- _Directive_
How many of the lines below contain the string "boat"? Case counts. Reply with the number alone.

====

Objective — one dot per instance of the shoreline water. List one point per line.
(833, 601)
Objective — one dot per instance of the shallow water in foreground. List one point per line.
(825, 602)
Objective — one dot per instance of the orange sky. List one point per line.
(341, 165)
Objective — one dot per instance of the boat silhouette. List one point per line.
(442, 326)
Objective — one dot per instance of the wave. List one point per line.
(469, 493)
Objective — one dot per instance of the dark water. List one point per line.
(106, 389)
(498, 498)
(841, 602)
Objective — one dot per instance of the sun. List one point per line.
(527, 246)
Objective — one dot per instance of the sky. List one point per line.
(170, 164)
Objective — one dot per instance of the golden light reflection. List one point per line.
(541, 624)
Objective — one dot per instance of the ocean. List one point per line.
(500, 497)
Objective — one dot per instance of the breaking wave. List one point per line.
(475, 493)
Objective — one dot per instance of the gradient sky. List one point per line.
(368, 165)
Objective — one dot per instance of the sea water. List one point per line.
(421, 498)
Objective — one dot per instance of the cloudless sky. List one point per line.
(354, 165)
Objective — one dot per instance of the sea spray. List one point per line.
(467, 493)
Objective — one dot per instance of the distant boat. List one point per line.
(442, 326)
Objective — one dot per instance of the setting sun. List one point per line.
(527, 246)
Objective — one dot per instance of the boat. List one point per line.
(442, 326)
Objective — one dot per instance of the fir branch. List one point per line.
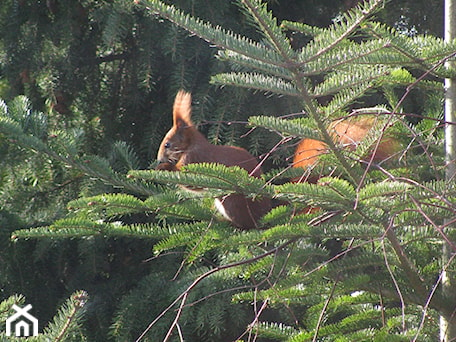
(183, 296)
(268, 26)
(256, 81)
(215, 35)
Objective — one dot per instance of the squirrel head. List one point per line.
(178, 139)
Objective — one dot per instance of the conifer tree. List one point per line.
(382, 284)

====

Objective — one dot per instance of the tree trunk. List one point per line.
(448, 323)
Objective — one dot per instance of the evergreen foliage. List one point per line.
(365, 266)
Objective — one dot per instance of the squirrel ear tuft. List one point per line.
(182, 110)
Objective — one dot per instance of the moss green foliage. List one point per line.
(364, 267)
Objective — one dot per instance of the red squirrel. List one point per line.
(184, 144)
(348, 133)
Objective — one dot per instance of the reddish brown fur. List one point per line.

====

- _Answer to this task_
3